- **WHAT NEEDS TO BE DONE**:
Copy out the records word for word, starting at the line that contains "Highlight rear side" and ending at the line that contains "[2,161,583,373]", with both of those lines included.

(Bounding box annotation entries)

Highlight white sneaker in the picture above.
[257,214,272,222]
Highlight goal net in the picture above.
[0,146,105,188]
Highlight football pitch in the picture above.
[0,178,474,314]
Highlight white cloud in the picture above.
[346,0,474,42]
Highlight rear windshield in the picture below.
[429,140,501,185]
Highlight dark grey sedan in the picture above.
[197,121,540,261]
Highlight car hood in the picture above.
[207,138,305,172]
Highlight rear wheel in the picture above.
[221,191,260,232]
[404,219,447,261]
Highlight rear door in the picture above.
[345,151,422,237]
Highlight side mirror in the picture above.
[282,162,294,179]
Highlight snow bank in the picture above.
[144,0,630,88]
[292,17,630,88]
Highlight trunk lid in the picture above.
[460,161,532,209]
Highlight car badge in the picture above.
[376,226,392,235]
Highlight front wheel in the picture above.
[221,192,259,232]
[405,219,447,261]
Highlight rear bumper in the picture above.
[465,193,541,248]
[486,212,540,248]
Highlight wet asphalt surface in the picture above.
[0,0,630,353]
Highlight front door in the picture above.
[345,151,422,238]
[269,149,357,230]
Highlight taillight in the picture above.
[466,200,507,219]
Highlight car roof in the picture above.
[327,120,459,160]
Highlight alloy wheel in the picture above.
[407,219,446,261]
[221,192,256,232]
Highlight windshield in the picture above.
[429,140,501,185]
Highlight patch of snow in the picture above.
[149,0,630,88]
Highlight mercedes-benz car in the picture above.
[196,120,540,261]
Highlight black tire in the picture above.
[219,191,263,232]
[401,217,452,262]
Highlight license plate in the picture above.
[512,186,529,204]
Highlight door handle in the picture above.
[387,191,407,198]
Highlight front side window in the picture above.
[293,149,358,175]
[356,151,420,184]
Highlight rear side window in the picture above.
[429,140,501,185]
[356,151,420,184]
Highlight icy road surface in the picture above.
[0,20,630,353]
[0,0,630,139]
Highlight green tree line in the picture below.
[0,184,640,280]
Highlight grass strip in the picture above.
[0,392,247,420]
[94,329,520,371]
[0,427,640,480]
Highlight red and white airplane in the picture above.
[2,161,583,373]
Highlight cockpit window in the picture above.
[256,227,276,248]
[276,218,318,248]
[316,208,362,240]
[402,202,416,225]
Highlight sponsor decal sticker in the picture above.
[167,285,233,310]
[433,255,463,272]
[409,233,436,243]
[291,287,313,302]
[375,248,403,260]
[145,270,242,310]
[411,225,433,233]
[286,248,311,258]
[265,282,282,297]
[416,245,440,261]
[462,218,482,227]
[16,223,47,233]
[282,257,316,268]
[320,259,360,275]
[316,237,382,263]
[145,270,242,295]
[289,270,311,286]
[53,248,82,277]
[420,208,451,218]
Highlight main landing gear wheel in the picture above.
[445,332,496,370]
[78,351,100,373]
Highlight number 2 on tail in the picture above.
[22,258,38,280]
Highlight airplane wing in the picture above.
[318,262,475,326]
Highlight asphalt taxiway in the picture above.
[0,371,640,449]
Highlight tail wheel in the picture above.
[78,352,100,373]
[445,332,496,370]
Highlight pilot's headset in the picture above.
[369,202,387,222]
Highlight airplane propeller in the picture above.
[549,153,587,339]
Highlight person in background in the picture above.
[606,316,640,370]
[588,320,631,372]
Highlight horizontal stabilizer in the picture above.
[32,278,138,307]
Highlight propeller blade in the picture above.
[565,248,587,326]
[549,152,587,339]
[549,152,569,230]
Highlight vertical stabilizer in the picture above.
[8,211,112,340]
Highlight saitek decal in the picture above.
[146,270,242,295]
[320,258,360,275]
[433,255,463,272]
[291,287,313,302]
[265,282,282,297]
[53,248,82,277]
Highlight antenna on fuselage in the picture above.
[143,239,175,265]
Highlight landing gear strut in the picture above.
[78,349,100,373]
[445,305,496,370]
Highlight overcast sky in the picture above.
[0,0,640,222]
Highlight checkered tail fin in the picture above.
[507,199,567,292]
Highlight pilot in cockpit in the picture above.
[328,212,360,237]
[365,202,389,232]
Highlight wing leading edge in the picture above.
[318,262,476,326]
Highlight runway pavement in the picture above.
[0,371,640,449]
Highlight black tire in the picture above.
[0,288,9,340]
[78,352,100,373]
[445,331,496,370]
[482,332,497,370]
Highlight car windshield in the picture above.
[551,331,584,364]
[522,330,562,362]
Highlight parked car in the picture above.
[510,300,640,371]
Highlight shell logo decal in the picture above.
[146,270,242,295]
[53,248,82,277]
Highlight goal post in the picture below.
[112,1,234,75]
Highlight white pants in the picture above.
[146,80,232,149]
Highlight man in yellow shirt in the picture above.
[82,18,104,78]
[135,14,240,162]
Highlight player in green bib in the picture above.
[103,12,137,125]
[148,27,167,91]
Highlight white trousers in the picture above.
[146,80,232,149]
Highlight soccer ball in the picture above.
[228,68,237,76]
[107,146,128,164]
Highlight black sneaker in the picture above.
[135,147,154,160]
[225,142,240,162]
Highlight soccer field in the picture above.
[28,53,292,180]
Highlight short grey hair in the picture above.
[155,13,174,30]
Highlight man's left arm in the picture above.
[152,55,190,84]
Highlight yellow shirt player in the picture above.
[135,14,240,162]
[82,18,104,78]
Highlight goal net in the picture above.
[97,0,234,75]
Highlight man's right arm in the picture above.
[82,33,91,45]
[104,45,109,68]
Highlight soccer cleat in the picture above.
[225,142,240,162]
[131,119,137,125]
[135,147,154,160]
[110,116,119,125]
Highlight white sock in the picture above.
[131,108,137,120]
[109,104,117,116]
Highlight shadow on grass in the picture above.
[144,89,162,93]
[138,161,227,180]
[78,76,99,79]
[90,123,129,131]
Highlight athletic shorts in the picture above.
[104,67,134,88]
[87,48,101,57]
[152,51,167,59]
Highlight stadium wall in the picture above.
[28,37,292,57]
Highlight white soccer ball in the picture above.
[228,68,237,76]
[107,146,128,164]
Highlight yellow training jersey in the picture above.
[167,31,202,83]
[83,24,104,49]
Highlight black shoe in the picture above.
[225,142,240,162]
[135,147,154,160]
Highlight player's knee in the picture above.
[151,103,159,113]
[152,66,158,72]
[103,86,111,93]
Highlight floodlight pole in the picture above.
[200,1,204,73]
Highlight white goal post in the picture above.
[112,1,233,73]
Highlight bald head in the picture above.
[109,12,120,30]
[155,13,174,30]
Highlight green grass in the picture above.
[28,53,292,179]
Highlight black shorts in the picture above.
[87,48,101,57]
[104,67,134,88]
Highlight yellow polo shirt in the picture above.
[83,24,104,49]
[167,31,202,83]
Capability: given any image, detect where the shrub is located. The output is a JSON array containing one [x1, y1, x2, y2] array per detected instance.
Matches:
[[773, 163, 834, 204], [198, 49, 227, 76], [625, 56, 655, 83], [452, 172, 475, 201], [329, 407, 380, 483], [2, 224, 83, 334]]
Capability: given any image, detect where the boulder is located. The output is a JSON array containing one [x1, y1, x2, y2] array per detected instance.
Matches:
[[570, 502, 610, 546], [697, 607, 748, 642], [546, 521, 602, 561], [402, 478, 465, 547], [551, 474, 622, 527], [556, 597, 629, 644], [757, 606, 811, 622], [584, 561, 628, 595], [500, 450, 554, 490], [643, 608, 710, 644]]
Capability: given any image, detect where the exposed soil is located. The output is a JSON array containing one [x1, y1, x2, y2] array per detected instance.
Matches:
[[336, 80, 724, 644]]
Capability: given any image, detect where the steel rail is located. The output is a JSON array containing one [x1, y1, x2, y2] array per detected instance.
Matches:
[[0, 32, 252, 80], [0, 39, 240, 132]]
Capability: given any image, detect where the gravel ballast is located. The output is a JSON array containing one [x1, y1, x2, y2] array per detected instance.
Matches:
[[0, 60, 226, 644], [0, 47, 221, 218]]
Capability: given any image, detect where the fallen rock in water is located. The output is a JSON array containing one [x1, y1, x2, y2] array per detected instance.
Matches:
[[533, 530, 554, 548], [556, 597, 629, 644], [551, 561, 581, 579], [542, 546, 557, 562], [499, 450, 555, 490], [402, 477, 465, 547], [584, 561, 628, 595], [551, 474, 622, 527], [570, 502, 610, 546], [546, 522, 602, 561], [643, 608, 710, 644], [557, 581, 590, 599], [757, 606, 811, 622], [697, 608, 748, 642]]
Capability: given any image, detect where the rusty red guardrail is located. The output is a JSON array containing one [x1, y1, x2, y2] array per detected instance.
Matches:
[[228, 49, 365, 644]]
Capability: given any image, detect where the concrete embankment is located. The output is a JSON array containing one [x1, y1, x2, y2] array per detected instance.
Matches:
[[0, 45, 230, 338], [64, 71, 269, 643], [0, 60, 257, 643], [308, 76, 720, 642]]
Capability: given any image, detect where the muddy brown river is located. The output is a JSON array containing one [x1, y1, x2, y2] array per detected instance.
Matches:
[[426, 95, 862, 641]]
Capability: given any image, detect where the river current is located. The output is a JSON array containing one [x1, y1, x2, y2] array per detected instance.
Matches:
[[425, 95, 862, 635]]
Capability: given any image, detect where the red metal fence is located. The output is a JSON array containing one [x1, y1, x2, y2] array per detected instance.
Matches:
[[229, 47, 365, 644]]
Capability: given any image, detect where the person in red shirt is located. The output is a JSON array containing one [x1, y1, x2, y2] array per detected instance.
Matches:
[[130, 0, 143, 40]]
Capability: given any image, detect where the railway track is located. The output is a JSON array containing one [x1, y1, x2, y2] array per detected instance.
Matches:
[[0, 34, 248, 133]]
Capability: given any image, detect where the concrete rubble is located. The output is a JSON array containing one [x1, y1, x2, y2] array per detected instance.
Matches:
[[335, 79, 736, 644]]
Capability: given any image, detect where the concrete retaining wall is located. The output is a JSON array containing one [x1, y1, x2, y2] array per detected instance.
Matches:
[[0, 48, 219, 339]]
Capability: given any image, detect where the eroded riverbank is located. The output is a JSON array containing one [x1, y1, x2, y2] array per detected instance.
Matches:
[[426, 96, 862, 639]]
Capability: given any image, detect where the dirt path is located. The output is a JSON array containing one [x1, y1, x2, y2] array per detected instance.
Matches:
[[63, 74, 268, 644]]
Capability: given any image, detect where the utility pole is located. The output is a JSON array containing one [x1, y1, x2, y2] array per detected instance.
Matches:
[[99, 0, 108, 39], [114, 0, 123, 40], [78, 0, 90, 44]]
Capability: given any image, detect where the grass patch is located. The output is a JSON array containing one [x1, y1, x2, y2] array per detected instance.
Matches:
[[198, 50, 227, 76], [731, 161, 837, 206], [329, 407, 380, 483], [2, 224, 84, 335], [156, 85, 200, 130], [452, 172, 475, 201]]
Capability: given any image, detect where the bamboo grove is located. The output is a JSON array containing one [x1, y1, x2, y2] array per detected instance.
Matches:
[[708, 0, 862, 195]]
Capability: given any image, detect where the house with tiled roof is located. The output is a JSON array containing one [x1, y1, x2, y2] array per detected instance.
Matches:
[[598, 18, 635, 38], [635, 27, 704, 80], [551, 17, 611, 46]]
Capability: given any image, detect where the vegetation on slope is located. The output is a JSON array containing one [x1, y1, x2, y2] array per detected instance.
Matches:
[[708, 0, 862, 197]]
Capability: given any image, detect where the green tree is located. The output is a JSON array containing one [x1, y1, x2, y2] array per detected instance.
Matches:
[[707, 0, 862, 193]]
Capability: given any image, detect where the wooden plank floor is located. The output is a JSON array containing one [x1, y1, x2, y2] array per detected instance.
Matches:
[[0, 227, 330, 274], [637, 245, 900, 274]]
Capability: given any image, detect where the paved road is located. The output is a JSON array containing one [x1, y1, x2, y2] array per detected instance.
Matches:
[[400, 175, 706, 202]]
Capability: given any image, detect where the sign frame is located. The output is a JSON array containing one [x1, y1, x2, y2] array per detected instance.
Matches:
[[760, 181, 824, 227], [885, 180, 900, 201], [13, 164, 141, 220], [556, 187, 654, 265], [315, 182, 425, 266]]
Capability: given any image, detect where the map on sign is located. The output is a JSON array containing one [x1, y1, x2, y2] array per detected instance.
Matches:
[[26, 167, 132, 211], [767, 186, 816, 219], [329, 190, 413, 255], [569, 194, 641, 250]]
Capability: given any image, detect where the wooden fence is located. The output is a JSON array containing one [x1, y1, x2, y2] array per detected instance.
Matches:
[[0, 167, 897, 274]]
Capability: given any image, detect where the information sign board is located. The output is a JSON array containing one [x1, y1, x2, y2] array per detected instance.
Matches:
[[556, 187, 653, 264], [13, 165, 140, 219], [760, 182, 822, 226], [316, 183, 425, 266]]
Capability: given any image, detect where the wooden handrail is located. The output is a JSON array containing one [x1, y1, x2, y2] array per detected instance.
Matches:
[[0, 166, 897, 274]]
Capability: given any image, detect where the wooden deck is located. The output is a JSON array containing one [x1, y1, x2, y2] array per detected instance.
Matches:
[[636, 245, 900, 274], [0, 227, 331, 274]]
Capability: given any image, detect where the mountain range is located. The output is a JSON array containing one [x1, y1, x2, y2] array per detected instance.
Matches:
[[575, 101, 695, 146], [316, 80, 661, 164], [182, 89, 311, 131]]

- **RESULT OF THIS EXERCISE**:
Highlight rear side window in the picture above.
[429,140,501,185]
[356,151,420,184]
Highlight icy road surface in the picture above.
[0,20,630,353]
[0,0,630,139]
Highlight green tree line in the picture below.
[0,184,640,280]
Highlight grass strip in the picture above.
[0,392,247,420]
[94,329,520,371]
[0,427,640,480]
Highlight red and white airplane in the picture above.
[2,161,583,373]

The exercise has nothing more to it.